◆ Exercise passage ◆
The Cartier Women’s Initiative offers an entrepreneurship program that includes one-on-one coaching, workshops, and media coverage to women-owned or women-run businesses with a strong social or environmental impact.
IFundWomen helps women-owned businesses gain access to small business grants.
At the federal level, the Small Business Association also has multiple resources for women entrepreneurs.
Women leaders who want to start or grow their businesses can receive free or low-cost training at one of the SBA’s Women’s Business Centers. Click here to find one near you.
Women entrepreneurs can also take advantage of the SBA’s Ascent, a free online learning platform designed in part by experts in women’s entrepreneurship.
Other SBA resources include unique funding opportunities and access to federal contracts. Click here to learn more about these programs.
As helpful as these initiatives are, many women entrepreneurs say they’re not enough. According to Goldman Sachs, 99% of women-owned small businesses say the federal government could do more to support them.
- In the same survey, 89% of women said the playing field for female-owned businesses is not level compared to male-owned businesses.
- 72% of respondents gave the government a “C” or below grade for its ability to meet the needs of women entrepreneurs.
To fill that gap, many women entrepreneurs are turning to each other, forming groups with and seeking mentorship from others who have been in their shoes.
Supporting and lifting each other
Janice Jokkel, founder and owner of The Biz Hive, which helps business owners and busy professionals with support services and workspaces, said her experience in male-dominated Corporate America was “the hardest journey of my life.”
“I was looked at differently,” she said. “I was compensated differently.”

◆ Set of tasks ◆
**A)** According to the passage on resources for women entrepreneurs, what share of women-owned small businesses say the federal government could do more to support them?
**B)** Repeat the passage on resources for women entrepreneurs word for word from "Women leaders who" to "in women’s entrepreneurship.".
The listing that follows is separate material, unrelated to the passage on resources for women entrepreneurs.

◆ Given records ◆

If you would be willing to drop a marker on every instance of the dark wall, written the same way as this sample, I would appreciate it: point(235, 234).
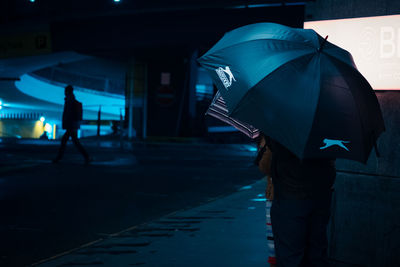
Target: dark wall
point(365, 225)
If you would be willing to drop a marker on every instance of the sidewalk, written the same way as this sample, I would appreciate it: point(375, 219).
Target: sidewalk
point(228, 231)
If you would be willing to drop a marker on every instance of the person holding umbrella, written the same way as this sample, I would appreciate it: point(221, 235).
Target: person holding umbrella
point(301, 207)
point(314, 106)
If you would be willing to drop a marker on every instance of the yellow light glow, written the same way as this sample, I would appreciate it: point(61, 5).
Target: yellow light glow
point(374, 43)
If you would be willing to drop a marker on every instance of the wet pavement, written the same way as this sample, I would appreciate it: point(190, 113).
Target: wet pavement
point(228, 231)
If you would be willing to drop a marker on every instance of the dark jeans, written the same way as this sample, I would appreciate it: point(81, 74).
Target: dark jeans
point(74, 136)
point(300, 231)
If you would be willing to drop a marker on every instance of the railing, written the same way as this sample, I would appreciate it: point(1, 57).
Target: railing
point(102, 84)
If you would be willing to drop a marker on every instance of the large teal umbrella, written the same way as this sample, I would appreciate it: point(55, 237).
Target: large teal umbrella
point(298, 88)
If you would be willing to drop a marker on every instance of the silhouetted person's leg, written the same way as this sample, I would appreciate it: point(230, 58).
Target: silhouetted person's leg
point(74, 137)
point(61, 150)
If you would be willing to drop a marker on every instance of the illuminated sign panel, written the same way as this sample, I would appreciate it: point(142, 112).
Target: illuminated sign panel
point(374, 43)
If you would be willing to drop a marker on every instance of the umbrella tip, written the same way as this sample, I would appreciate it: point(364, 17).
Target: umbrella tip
point(322, 44)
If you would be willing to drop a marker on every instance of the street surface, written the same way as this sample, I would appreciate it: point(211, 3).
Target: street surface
point(48, 209)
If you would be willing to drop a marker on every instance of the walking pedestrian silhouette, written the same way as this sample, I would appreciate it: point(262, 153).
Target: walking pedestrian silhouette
point(71, 120)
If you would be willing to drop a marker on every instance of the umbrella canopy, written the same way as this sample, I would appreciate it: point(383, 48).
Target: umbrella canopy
point(218, 109)
point(297, 88)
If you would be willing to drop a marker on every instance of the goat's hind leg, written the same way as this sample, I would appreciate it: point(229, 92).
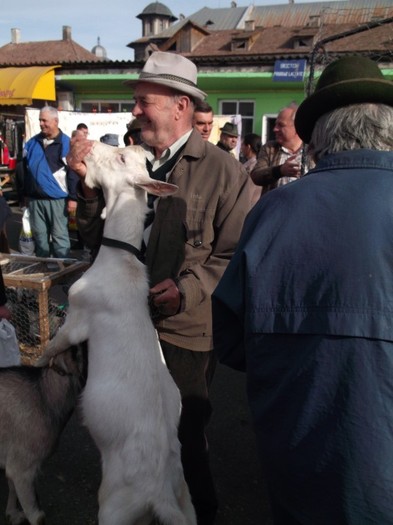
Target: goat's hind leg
point(13, 515)
point(23, 489)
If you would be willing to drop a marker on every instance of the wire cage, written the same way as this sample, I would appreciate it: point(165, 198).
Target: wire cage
point(36, 290)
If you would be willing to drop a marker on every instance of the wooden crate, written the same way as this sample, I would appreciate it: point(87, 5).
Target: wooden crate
point(36, 291)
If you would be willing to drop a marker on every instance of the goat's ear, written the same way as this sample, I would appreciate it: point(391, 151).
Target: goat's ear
point(158, 188)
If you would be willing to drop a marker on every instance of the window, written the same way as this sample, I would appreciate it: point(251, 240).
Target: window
point(245, 108)
point(106, 107)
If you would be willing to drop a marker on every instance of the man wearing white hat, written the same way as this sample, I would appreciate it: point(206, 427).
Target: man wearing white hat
point(189, 243)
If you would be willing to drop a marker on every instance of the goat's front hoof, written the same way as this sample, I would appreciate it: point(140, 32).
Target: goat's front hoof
point(16, 518)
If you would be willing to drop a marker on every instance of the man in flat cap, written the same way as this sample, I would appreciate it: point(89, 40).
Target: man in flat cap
point(189, 242)
point(305, 308)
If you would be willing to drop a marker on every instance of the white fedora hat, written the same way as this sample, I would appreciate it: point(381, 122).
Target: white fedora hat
point(171, 70)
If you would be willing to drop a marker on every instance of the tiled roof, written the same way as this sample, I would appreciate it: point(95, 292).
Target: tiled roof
point(48, 52)
point(286, 40)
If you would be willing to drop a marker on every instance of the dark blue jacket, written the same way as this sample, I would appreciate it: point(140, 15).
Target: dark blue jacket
point(40, 163)
point(305, 307)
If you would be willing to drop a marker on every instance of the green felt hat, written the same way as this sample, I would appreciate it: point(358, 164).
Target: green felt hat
point(349, 80)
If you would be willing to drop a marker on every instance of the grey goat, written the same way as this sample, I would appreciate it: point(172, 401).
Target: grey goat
point(35, 405)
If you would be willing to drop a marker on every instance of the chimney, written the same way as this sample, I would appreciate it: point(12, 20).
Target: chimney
point(15, 36)
point(66, 33)
point(249, 25)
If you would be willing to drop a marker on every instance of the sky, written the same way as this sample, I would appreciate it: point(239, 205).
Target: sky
point(113, 21)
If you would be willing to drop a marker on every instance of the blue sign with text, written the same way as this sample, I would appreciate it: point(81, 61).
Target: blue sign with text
point(289, 70)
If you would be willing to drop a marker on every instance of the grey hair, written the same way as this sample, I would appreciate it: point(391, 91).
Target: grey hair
point(359, 126)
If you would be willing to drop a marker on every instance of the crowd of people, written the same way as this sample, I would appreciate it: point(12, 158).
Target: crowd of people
point(290, 286)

◆ Answers by item number ◆
**A)** 99%

**B)**
Women leaders who want to start or grow their businesses can receive free or low-cost training at one of the SBA’s Women’s Business Centers. Click here to find one near you.
Women entrepreneurs can also take advantage of the SBA’s Ascent, a free online learning platform designed in part by experts in women’s entrepreneurship.